• **The task**
For this exercise, write out only the lines of the entries below from the one with "# test: identify the hand" up to and including the one with "# test: identify the fence", exactly as they are. Pictures stay out.

[Stored records]
⟨
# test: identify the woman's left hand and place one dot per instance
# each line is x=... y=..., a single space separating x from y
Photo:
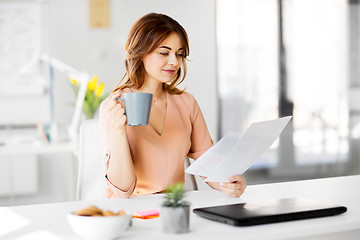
x=234 y=188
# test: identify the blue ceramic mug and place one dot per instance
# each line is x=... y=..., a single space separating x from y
x=137 y=107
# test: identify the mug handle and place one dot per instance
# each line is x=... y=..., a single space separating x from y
x=122 y=99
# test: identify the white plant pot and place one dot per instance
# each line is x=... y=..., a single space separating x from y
x=175 y=220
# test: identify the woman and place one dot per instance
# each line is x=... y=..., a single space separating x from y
x=144 y=160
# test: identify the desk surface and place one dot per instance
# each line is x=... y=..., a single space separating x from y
x=36 y=149
x=49 y=220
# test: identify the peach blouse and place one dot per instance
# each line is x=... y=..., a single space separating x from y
x=159 y=159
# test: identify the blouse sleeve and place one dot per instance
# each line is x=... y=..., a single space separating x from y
x=200 y=136
x=112 y=191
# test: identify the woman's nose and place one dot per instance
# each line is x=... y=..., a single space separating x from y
x=173 y=60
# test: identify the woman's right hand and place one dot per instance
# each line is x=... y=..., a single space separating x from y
x=113 y=110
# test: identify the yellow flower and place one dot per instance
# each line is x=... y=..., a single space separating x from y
x=92 y=84
x=99 y=89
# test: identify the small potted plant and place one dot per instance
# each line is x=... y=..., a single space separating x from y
x=175 y=211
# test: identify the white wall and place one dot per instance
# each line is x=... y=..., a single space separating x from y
x=101 y=51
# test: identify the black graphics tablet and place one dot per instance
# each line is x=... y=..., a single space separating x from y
x=289 y=209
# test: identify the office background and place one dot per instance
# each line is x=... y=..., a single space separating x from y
x=238 y=72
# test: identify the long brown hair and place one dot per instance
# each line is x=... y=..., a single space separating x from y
x=145 y=36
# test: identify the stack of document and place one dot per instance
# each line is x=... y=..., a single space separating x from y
x=235 y=153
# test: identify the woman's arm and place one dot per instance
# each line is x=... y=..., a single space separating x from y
x=120 y=168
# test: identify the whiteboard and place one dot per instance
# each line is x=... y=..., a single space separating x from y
x=24 y=85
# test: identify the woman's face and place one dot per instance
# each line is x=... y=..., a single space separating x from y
x=162 y=64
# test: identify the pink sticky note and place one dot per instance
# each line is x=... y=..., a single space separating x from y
x=147 y=213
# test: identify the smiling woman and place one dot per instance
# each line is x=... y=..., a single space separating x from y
x=144 y=160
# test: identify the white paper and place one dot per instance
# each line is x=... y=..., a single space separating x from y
x=235 y=153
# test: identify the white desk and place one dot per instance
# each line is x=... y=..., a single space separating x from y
x=8 y=151
x=33 y=149
x=48 y=221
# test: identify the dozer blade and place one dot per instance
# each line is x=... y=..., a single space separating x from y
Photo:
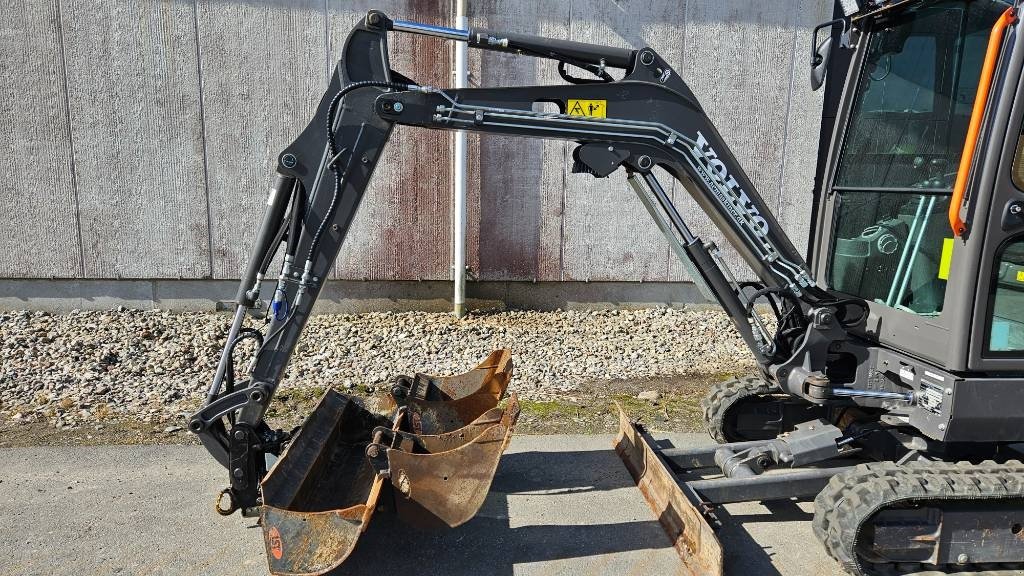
x=692 y=537
x=322 y=493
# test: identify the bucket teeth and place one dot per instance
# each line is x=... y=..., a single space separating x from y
x=434 y=458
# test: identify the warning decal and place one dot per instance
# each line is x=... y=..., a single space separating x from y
x=593 y=109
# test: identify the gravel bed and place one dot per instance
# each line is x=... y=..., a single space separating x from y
x=83 y=367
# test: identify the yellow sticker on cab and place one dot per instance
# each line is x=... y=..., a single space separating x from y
x=593 y=109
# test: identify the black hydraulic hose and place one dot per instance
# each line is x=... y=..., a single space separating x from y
x=297 y=213
x=333 y=154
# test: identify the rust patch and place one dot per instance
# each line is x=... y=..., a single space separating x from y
x=448 y=488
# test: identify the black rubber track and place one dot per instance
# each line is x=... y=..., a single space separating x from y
x=852 y=498
x=724 y=396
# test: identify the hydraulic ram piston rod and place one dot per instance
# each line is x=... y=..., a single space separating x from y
x=524 y=44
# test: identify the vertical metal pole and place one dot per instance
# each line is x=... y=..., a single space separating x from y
x=459 y=184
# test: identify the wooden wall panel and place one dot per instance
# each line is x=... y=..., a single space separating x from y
x=739 y=60
x=516 y=184
x=137 y=133
x=263 y=72
x=159 y=165
x=402 y=230
x=41 y=235
x=608 y=234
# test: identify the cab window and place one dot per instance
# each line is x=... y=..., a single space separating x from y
x=1006 y=322
x=901 y=151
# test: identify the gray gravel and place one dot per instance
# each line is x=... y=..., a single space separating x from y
x=156 y=365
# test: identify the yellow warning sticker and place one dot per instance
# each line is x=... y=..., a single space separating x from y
x=593 y=109
x=946 y=259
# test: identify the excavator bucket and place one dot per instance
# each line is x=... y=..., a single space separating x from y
x=689 y=531
x=347 y=461
x=437 y=404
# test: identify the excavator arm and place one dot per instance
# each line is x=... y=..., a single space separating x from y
x=646 y=119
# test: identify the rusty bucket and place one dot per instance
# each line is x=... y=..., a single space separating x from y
x=433 y=455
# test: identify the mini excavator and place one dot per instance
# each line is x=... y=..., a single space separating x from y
x=890 y=381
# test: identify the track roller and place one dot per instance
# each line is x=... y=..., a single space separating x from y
x=883 y=519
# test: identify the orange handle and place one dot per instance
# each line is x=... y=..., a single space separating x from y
x=977 y=114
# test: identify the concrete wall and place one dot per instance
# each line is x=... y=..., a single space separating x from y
x=139 y=135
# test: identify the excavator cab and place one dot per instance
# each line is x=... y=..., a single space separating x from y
x=890 y=362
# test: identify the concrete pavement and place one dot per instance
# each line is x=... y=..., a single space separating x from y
x=559 y=504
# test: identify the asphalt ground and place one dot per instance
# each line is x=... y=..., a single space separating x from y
x=559 y=504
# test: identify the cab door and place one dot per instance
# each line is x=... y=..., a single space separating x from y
x=884 y=234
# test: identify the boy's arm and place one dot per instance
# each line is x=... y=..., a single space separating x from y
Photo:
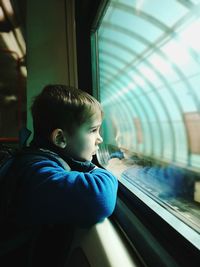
x=54 y=195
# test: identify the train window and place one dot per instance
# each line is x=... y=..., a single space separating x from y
x=146 y=74
x=12 y=74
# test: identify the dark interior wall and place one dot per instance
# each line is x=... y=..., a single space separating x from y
x=85 y=12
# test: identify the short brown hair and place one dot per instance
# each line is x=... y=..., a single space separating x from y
x=61 y=106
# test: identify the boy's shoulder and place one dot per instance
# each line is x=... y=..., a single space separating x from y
x=29 y=154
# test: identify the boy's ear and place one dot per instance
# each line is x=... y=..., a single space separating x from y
x=58 y=138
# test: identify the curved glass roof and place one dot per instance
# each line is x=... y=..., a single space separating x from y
x=149 y=78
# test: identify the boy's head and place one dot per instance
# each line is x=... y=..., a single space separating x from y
x=63 y=114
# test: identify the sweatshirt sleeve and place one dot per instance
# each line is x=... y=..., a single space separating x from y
x=50 y=194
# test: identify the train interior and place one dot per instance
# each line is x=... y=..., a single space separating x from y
x=141 y=60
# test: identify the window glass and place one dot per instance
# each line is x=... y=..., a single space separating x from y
x=148 y=76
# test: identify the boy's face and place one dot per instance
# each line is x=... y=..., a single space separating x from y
x=83 y=144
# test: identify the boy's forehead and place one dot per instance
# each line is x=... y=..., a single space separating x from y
x=95 y=119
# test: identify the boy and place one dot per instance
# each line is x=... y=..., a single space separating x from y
x=56 y=181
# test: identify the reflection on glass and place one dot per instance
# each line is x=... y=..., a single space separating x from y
x=149 y=78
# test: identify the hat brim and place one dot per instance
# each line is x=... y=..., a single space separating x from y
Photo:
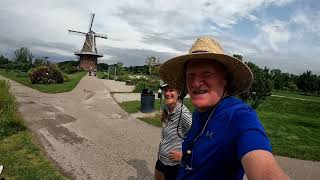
x=173 y=71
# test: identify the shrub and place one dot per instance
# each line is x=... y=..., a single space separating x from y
x=151 y=84
x=66 y=78
x=10 y=121
x=46 y=75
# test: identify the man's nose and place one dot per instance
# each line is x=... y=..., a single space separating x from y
x=196 y=82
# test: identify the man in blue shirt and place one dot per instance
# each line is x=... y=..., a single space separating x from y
x=226 y=139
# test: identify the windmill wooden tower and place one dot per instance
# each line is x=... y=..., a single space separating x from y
x=89 y=54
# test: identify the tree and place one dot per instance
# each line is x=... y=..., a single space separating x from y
x=102 y=67
x=153 y=64
x=261 y=87
x=41 y=62
x=307 y=82
x=3 y=60
x=23 y=59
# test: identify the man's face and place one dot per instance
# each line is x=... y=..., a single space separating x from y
x=205 y=82
x=170 y=96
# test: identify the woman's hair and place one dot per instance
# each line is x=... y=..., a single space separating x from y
x=165 y=114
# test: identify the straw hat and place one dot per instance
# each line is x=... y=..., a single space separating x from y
x=173 y=70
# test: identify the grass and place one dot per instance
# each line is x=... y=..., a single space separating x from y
x=134 y=106
x=152 y=120
x=19 y=153
x=22 y=78
x=296 y=95
x=100 y=74
x=293 y=126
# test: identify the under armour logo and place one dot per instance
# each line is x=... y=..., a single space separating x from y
x=209 y=134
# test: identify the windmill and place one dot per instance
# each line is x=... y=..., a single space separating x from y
x=89 y=54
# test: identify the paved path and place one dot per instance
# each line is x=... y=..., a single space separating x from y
x=87 y=134
x=89 y=137
x=295 y=98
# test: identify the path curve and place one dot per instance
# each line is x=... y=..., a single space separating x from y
x=89 y=136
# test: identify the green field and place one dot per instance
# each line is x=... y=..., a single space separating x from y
x=296 y=95
x=293 y=126
x=19 y=153
x=47 y=88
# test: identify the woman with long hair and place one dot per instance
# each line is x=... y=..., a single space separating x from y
x=175 y=119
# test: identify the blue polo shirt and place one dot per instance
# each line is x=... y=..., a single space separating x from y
x=232 y=131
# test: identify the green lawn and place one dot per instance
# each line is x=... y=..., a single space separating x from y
x=23 y=159
x=134 y=106
x=293 y=126
x=296 y=95
x=47 y=88
x=19 y=153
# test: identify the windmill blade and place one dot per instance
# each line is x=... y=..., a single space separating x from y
x=91 y=21
x=76 y=32
x=101 y=36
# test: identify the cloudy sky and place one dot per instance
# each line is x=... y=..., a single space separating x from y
x=282 y=34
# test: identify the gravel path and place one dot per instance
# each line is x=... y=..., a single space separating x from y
x=89 y=136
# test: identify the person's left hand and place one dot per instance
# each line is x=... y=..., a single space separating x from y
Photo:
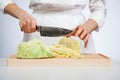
x=82 y=33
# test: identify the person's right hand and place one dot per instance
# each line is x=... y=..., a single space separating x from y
x=27 y=23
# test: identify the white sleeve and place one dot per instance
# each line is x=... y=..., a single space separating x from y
x=4 y=3
x=98 y=11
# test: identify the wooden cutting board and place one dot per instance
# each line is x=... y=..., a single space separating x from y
x=89 y=60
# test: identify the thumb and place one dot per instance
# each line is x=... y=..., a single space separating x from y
x=86 y=44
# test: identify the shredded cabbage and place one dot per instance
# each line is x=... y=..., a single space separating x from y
x=34 y=49
x=67 y=47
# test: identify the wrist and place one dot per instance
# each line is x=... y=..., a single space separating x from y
x=90 y=25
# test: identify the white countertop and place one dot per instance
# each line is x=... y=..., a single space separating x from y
x=59 y=73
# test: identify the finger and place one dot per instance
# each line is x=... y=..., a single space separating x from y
x=28 y=26
x=33 y=26
x=86 y=44
x=83 y=34
x=79 y=31
x=72 y=33
x=86 y=40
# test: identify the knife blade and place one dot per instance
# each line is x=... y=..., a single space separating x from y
x=52 y=31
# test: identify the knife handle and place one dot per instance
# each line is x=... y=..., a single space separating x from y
x=37 y=28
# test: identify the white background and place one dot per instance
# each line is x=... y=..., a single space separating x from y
x=106 y=40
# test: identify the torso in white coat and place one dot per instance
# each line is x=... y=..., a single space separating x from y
x=61 y=13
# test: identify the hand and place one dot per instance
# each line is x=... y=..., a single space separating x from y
x=82 y=33
x=27 y=23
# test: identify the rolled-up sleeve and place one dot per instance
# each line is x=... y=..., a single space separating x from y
x=4 y=3
x=98 y=12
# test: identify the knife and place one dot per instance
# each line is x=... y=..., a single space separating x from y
x=52 y=31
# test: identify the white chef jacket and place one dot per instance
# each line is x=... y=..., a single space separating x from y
x=64 y=13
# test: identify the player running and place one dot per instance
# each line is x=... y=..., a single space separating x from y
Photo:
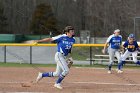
x=64 y=46
x=114 y=42
x=132 y=48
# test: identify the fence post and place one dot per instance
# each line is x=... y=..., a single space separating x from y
x=30 y=54
x=4 y=54
x=90 y=55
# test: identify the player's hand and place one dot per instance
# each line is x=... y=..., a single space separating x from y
x=103 y=51
x=35 y=42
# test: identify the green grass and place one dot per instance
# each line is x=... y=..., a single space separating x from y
x=54 y=65
x=25 y=65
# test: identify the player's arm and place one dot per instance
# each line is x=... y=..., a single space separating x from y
x=56 y=38
x=45 y=40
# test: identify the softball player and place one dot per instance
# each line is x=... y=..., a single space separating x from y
x=114 y=42
x=64 y=45
x=132 y=48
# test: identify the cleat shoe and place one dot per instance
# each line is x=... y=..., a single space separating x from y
x=39 y=77
x=58 y=86
x=109 y=71
x=120 y=71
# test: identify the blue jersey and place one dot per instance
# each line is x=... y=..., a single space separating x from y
x=131 y=47
x=64 y=43
x=114 y=41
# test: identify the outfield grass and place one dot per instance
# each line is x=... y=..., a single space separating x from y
x=53 y=65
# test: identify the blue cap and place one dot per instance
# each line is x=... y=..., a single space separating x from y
x=131 y=35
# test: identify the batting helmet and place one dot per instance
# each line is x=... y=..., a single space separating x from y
x=131 y=36
x=67 y=29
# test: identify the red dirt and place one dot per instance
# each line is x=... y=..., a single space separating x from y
x=79 y=80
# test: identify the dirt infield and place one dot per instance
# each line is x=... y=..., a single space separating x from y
x=79 y=80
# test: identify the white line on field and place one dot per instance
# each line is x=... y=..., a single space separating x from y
x=98 y=83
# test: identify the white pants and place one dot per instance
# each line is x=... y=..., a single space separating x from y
x=61 y=67
x=112 y=54
x=127 y=54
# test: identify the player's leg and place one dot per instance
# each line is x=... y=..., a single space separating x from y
x=65 y=70
x=118 y=55
x=123 y=58
x=50 y=74
x=111 y=59
x=134 y=55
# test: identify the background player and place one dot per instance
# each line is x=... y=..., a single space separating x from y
x=114 y=42
x=64 y=45
x=132 y=48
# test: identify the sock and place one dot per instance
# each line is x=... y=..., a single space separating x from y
x=61 y=77
x=109 y=67
x=138 y=62
x=47 y=74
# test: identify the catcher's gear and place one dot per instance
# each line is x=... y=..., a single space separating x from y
x=69 y=62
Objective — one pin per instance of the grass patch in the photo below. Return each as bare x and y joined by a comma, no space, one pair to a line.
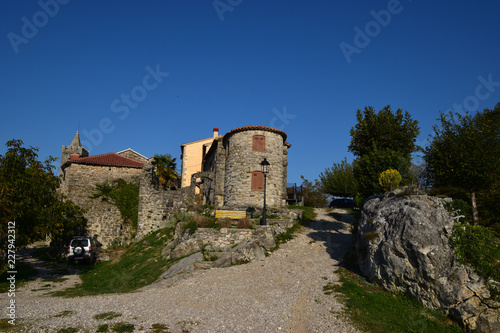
123,327
377,311
159,328
102,328
107,315
5,326
55,280
64,314
68,330
23,275
139,266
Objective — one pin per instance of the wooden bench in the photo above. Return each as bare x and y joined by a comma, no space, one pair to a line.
232,214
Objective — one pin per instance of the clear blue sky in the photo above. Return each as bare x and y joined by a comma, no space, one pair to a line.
301,66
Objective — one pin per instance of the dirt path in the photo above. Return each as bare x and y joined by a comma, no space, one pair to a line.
283,293
50,277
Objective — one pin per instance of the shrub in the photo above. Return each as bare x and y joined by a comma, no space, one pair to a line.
479,247
201,221
244,223
389,179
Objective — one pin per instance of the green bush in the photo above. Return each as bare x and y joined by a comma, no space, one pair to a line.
389,179
479,247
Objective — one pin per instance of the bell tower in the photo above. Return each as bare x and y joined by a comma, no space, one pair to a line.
74,148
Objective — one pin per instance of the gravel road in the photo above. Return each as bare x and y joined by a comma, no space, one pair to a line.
283,293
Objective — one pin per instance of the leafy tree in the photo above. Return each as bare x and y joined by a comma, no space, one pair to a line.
313,194
28,197
389,179
384,130
339,180
464,153
381,141
368,167
165,168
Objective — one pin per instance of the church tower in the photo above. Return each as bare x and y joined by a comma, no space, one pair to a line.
74,148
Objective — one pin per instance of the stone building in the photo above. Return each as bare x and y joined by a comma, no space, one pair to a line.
192,157
80,173
231,175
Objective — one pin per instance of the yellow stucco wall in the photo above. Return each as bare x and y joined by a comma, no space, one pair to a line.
192,156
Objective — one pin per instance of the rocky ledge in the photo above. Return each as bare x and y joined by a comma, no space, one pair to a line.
208,247
403,244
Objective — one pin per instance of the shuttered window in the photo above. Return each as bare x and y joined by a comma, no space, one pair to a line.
257,181
259,143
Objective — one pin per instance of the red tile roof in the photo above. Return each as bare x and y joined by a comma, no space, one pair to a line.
109,159
254,128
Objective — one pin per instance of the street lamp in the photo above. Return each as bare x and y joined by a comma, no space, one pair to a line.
265,170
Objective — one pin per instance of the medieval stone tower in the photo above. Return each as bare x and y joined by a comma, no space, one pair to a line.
74,148
246,147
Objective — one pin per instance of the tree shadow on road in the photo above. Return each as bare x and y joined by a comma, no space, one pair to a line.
335,235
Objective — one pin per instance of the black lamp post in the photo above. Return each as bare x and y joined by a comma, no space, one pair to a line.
265,169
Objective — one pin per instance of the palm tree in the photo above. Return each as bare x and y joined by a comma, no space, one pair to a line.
165,167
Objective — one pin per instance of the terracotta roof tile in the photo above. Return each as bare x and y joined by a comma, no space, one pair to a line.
253,128
109,159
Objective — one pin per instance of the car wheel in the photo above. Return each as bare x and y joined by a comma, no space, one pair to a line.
78,251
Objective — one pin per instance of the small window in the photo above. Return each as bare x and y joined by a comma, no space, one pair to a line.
257,181
259,143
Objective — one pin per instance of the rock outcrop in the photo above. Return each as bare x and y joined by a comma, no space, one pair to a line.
210,248
403,244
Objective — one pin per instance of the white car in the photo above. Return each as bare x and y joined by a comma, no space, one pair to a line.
83,249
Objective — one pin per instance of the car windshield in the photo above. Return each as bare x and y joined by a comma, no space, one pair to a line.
79,242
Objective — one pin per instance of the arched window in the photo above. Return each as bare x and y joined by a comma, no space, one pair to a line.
259,143
257,181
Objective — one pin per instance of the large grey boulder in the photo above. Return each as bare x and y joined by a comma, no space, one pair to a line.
403,244
247,251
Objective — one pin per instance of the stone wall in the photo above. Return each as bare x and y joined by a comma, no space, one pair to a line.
156,205
223,240
241,161
104,219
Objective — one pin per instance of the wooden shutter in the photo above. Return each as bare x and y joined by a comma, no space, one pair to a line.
257,181
259,143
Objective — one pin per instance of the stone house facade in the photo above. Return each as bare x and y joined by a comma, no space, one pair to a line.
192,157
231,175
80,173
224,171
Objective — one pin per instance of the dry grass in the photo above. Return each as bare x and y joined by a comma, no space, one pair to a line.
244,223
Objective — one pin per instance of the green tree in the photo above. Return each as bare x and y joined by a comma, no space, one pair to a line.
165,168
389,179
339,180
464,153
384,130
313,194
28,197
381,141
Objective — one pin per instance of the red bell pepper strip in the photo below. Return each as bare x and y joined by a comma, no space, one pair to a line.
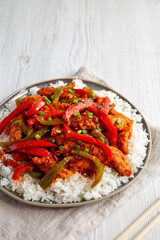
14,113
54,113
89,139
111,139
32,121
35,107
19,156
41,152
76,108
12,163
106,103
56,130
30,143
54,157
104,118
81,92
21,169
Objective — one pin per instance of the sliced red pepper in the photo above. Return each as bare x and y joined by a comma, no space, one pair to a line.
54,157
35,107
19,156
31,143
41,152
106,103
111,139
54,113
32,121
104,118
81,92
12,163
14,113
76,108
56,130
86,138
21,169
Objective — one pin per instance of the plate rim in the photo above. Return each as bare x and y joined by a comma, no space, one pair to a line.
85,202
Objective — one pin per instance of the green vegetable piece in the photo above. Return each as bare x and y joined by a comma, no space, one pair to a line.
36,175
47,100
118,121
18,121
77,113
57,95
99,107
51,174
71,91
37,136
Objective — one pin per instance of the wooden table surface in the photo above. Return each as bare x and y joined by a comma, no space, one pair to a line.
119,39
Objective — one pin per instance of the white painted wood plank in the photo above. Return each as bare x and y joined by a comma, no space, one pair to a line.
119,39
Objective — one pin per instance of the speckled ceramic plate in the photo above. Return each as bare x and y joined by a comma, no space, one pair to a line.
22,92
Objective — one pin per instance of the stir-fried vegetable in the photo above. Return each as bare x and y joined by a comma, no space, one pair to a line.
65,116
97,163
30,143
47,122
21,169
97,134
89,139
52,174
35,107
36,151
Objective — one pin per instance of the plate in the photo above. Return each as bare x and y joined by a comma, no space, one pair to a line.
22,92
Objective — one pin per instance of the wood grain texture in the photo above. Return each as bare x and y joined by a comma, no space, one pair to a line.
120,39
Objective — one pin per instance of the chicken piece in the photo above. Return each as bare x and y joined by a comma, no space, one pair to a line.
31,99
124,129
83,166
44,163
13,130
62,106
120,163
47,91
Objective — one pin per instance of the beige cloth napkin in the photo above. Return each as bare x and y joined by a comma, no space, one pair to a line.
19,221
⟩
• **Solved exercise**
# test: identify the hand and place one dot per instance
# each line is x=... y=..., a single space separating x from y
x=82 y=33
x=27 y=23
# test: identify the rolled-up sleeve and place one dot per instance
# each line is x=... y=..., a single space separating x from y
x=4 y=3
x=98 y=12
# test: identify the knife and place one dot per instance
# each line is x=... y=..., a single space separating x from y
x=52 y=31
# test: identify the white chef jacket and place one dot per instance
# each line is x=... y=..., a single space separating x from y
x=64 y=13
# test: identify the player running and place one dot per instance
# each line is x=... y=..., a single space separating x from y
Photo:
x=64 y=46
x=114 y=42
x=132 y=48
# test: identify the fence post and place one dot per instance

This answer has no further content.